*Directions for this task*
Look for the word "frame" in the entries and copy every line where it shows up.

### Exercise input ###

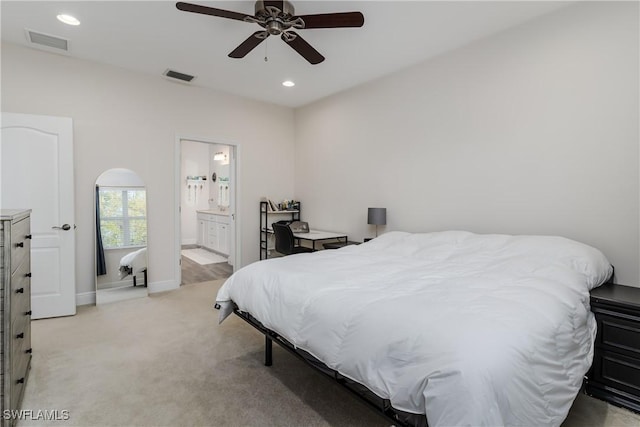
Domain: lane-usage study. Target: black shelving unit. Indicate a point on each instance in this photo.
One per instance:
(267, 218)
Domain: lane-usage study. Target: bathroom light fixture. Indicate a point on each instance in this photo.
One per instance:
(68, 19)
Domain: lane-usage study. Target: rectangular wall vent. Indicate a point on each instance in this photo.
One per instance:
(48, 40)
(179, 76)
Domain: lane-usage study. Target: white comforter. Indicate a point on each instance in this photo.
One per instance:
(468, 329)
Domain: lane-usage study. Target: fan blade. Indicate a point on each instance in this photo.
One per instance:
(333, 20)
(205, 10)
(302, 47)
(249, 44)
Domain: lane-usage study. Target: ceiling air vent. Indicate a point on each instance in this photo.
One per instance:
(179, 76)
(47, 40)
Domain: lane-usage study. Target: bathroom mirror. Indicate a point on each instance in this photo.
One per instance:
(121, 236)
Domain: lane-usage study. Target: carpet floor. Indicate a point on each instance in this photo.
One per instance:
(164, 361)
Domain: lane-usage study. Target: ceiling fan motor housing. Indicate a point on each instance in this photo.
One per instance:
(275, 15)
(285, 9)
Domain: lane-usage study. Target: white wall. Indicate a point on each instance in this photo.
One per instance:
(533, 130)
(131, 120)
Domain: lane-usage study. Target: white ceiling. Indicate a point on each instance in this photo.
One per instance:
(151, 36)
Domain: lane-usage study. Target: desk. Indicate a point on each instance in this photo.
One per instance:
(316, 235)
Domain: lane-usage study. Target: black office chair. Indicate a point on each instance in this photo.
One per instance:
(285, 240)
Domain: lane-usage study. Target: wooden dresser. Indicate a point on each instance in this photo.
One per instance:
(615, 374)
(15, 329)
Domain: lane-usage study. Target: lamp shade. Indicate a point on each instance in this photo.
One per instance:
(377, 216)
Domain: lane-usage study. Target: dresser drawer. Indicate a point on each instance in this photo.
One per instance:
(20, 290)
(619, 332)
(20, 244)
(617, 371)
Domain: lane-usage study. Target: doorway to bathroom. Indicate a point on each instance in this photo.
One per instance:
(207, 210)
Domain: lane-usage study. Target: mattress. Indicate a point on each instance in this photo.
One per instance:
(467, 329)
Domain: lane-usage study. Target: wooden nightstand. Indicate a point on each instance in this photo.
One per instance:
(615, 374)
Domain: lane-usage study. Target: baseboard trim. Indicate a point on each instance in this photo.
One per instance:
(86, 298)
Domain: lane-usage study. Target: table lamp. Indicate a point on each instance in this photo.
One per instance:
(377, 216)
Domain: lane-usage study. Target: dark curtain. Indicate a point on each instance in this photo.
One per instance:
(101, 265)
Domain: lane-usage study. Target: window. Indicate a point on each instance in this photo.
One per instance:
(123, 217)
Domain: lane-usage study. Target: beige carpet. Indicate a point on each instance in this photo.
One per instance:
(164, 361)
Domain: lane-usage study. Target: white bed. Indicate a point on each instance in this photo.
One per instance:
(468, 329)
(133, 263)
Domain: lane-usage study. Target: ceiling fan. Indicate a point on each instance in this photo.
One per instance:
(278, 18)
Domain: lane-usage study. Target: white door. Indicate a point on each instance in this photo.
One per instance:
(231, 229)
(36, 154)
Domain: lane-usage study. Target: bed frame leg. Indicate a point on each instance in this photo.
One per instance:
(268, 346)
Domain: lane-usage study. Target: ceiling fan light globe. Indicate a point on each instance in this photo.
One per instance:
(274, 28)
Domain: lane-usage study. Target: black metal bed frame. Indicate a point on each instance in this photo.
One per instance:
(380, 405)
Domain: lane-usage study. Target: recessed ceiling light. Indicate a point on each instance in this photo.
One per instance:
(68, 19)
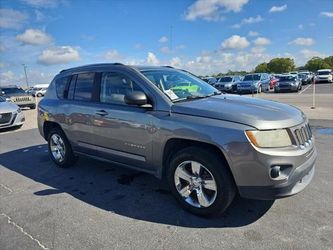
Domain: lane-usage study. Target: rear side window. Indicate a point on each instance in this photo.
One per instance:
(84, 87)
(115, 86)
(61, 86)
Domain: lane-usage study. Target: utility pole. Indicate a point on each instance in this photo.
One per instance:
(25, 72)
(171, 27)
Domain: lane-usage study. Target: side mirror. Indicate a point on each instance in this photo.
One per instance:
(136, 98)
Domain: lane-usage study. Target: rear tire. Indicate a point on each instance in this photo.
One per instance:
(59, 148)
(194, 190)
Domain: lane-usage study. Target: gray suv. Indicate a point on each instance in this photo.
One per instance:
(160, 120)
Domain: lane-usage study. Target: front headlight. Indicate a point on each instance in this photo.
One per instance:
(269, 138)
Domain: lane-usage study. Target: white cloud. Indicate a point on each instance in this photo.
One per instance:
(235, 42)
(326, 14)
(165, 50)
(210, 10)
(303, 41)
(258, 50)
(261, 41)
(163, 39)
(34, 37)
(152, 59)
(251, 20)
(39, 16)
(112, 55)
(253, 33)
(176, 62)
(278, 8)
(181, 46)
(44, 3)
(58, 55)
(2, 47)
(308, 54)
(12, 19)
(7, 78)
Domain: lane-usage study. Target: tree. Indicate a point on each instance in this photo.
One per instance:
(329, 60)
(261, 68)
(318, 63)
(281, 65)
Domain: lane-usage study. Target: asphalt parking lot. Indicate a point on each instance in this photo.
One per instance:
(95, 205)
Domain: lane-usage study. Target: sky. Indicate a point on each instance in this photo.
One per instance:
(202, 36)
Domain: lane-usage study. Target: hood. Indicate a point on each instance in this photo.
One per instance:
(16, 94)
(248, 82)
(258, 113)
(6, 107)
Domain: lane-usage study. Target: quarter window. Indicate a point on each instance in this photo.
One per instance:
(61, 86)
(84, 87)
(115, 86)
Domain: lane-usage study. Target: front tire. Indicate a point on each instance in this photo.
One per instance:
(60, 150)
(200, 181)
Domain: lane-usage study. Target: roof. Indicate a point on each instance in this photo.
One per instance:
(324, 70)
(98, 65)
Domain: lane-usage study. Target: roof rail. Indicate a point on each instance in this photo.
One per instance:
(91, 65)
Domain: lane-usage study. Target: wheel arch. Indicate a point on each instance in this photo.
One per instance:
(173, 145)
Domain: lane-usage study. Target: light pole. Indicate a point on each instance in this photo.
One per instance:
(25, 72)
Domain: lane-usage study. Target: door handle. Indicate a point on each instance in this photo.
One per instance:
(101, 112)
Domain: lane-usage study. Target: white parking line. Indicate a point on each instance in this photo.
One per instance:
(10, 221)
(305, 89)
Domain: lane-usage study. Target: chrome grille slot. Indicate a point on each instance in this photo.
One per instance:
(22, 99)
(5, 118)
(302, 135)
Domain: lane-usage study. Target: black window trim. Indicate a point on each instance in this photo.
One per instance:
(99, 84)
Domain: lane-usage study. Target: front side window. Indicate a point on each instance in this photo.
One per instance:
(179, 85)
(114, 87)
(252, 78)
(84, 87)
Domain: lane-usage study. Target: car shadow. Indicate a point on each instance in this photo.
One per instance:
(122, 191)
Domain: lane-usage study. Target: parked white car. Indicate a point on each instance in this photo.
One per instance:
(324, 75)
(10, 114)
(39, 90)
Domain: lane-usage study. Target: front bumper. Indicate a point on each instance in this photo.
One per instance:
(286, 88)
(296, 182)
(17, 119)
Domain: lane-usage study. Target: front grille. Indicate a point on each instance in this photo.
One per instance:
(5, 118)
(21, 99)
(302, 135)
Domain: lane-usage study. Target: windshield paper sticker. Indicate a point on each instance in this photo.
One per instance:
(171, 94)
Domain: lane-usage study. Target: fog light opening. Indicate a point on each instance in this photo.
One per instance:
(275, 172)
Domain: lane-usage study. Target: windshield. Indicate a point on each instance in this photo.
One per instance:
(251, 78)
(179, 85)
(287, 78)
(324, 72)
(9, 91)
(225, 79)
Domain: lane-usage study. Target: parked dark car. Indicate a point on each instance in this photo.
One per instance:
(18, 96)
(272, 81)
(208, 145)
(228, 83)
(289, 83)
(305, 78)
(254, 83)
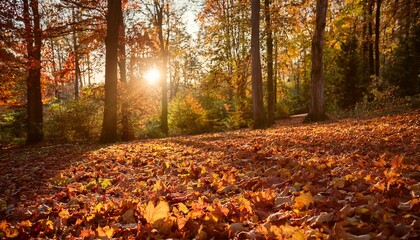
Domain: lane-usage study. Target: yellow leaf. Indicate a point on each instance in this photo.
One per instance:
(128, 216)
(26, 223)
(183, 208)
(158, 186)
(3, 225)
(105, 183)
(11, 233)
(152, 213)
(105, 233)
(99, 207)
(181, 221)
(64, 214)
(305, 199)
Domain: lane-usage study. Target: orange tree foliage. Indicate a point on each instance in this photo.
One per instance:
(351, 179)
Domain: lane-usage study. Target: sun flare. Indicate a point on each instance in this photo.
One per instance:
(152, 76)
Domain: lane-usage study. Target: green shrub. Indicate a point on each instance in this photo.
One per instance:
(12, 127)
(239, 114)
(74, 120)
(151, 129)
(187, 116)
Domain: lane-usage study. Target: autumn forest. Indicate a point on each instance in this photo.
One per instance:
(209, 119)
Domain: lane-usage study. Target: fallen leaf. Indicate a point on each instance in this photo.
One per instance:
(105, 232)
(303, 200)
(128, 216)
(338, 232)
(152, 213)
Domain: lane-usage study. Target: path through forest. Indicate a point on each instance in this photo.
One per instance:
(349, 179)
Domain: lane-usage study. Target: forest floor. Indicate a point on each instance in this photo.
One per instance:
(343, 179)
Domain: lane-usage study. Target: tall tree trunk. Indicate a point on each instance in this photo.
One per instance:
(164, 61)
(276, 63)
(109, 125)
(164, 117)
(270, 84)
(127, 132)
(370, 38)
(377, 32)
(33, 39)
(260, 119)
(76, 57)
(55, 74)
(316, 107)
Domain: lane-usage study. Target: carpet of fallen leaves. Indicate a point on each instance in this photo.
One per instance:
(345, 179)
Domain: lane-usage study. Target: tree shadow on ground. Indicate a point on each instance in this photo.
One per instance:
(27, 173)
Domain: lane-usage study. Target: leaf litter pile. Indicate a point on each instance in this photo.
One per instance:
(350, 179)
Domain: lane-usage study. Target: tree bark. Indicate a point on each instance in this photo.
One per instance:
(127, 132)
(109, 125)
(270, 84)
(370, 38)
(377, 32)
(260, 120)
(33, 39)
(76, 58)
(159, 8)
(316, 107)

###
### Exercise input ###

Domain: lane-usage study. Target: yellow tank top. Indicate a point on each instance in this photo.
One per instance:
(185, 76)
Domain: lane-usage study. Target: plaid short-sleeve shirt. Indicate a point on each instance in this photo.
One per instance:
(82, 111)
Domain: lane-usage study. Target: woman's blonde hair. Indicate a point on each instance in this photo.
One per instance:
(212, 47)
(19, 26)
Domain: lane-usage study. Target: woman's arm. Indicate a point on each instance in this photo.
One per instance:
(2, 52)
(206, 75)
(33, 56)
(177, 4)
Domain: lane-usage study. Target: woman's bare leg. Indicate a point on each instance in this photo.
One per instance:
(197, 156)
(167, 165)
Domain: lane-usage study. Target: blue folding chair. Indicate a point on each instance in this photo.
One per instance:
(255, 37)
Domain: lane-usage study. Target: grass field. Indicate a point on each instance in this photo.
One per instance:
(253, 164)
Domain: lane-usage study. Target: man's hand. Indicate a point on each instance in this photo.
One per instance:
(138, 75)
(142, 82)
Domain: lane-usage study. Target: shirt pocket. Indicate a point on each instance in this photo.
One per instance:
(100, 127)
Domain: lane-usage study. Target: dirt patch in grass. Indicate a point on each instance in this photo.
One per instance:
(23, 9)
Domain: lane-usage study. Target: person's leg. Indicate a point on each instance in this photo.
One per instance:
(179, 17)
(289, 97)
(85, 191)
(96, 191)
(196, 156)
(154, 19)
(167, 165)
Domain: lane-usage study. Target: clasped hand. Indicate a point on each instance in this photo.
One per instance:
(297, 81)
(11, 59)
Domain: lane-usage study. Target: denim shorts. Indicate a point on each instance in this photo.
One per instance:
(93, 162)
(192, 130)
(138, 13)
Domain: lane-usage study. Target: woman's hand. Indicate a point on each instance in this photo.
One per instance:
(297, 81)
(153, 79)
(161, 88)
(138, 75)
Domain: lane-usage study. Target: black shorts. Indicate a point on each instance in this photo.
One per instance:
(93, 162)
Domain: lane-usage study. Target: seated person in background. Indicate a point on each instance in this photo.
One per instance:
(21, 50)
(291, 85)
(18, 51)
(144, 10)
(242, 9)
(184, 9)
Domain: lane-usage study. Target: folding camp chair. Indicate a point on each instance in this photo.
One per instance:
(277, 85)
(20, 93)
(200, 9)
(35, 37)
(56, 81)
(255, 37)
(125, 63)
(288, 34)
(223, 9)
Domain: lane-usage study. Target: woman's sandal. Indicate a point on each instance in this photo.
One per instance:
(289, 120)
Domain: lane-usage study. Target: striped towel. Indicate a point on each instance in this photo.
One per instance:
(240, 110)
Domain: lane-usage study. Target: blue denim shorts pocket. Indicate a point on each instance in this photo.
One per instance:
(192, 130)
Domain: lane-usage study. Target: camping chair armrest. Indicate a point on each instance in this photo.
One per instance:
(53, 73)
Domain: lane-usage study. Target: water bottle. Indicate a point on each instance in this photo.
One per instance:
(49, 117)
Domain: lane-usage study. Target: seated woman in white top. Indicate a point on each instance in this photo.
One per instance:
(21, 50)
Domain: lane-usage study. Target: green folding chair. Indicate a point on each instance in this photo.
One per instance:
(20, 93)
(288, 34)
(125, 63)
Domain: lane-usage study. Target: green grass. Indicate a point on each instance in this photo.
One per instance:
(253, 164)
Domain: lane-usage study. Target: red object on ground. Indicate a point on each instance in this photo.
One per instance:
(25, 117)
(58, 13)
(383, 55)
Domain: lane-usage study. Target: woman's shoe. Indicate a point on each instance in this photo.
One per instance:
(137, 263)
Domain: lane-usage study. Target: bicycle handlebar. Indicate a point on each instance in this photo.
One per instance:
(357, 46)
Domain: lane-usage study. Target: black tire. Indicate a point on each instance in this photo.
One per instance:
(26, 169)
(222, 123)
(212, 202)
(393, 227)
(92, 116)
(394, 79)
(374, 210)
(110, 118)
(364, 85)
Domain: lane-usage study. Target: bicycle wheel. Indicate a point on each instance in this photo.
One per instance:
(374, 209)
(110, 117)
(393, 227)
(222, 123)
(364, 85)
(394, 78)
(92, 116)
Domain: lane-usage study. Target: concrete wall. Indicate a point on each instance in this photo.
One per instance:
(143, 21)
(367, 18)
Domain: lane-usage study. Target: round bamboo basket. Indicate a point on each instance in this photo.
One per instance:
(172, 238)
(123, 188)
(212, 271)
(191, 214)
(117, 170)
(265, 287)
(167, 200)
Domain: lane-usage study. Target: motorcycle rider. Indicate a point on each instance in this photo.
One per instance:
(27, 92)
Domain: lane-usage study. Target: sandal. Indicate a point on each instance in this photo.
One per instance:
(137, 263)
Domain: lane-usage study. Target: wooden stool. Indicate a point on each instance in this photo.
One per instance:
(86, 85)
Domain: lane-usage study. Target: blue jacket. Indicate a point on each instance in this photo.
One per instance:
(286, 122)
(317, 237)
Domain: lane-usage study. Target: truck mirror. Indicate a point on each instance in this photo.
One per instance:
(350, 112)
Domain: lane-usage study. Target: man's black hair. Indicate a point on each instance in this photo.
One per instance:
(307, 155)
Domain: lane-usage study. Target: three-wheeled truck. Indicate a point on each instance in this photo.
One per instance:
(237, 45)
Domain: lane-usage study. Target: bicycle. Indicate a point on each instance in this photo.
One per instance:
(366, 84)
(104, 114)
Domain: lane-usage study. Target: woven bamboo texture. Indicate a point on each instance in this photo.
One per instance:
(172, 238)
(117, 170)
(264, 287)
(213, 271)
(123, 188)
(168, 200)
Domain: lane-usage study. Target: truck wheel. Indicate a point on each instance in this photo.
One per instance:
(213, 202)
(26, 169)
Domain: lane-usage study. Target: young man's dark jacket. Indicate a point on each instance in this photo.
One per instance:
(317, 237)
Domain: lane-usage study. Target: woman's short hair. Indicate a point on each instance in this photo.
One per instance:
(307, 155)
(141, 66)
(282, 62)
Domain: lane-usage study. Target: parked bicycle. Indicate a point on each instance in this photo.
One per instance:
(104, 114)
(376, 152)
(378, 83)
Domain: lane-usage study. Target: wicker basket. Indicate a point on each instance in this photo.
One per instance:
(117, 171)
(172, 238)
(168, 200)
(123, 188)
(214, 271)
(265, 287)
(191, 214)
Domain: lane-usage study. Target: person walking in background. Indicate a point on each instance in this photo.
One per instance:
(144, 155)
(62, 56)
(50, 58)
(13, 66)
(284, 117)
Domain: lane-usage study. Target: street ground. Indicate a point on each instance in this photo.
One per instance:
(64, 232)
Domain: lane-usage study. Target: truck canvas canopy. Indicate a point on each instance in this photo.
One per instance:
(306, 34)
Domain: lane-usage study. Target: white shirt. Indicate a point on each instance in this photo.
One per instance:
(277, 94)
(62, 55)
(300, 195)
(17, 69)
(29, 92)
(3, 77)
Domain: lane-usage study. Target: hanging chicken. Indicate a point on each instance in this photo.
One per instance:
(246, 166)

###

*Written solution*
Domain: lane-usage study. Target: bed frame leg. Indicate a point on each instance in this photo.
Domain: lane-usage study. Target: black metal bed frame. Indicate a point on each instance in this photo.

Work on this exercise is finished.